[Quoted passage]
----------

Featured Photo – Tibetan Uprising Day, 10 March 2012

Tibetan Uprising Day

Tibetan Uprising Day:  a candlelight vigil in front of the Chinese Consulate in Los Angeles for human rights in Tibet.  This photo was taken in 10 March 2012 with a Nikon D90, 50mm f/1.4 at f/1.4 at ISO 1600 at 1/160.

Tibetan Uprising Day March in Los Angeles, CA, 10 March 2012. Tibetan Uprising Day, observed on March 10, commemorates the 1959 Tibetan uprising against the presence of the People’s Republic of China in Tibet. The failure of the armed rebellion ultimately resulted in a violent crackdown on Tibetan independence movements, causing the Dalai Lama and his cohorts to bail in the middle of the night, fleeing across the Himalayas to India where he still lives today.

I was here as a member of three groups: Tibet Connection (I edit the English radio show about Tibetan culture, news, and events), Los Angeles Friends of Tibet, and the L.A. Street Photography Meetup group (I invited members of this group to show up!). The Tibetan Association of Southern California was also there, of course.

Self-immolations In the past year, about 25 Tibetans have set themselves ablaze to protest the lack of freedom and human rights that exists in their country at the hands of the Chinese. China invaded Tibet in the 1950s and has brutally repressed the Himalayan country. The military occupation and brutality was cranked up in light of the 2008 Beijing protests and has not abated. No outside press has been allowed inside Tibet since then. Thankfully, no one set themselves ablaze during our Los Angeles march.

----------

[Records supplied]
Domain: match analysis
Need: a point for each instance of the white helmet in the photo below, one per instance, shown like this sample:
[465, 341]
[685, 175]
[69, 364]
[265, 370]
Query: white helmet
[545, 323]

----------

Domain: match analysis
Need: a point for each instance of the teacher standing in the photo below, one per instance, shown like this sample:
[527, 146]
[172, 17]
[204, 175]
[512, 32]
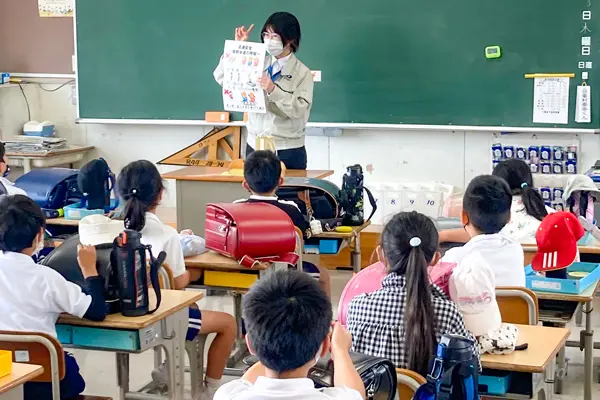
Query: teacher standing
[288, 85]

----------

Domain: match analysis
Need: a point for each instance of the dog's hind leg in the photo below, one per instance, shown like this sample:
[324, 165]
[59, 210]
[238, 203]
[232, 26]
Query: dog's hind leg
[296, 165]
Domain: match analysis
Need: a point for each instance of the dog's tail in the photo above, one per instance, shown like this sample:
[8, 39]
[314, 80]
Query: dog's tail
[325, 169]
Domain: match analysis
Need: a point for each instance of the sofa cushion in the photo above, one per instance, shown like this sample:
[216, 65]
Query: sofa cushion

----------

[Written tasks]
- 1) Reproduce the post about Tibetan Uprising Day in full, word for word.
- 2) Pick out every line of the entries that contains the string "this", matching case exactly, and copy each such line.

[Solutions per task]
- 1)
Featured Photo – Tibetan Uprising Day, 10 March 2012

Tibetan Uprising Day

Tibetan Uprising Day:  a candlelight vigil in front of the Chinese Consulate in Los Angeles for human rights in Tibet.  This photo was taken in 10 March 2012 with a Nikon D90, 50mm f/1.4 at f/1.4 at ISO 1600 at 1/160.

Tibetan Uprising Day March in Los Angeles, CA, 10 March 2012. Tibetan Uprising Day, observed on March 10, commemorates the 1959 Tibetan uprising against the presence of the People’s Republic of China in Tibet. The failure of the armed rebellion ultimately resulted in a violent crackdown on Tibetan independence movements, causing the Dalai Lama and his cohorts to bail in the middle of the night, fleeing across the Himalayas to India where he still lives today.

I was here as a member of three groups: Tibet Connection (I edit the English radio show about Tibetan culture, news, and events), Los Angeles Friends of Tibet, and the L.A. Street Photography Meetup group (I invited members of this group to show up!). The Tibetan Association of Southern California was also there, of course.

Self-immolations In the past year, about 25 Tibetans have set themselves ablaze to protest the lack of freedom and human rights that exists in their country at the hands of the Chinese. China invaded Tibet in the 1950s and has brutally repressed the Himalayan country. The military occupation and brutality was cranked up in light of the 2008 Beijing protests and has not abated. No outside press has been allowed inside Tibet since then. Thankfully, no one set themselves ablaze during our Los Angeles march.

- 2)
Need: a point for each instance of the white helmet in the photo below, one per instance, shown like this sample:
Need: a point for each instance of the teacher standing in the photo below, one per instance, shown like this sample:
Need: a point for each instance of the dog's hind leg in the photo below, one per instance, shown like this sample:
Need: a point for each instance of the dog's tail in the photo above, one per instance, shown like this sample:
Need: a point for each instance of the sofa cushion in the photo above, one per instance, shown like this sample:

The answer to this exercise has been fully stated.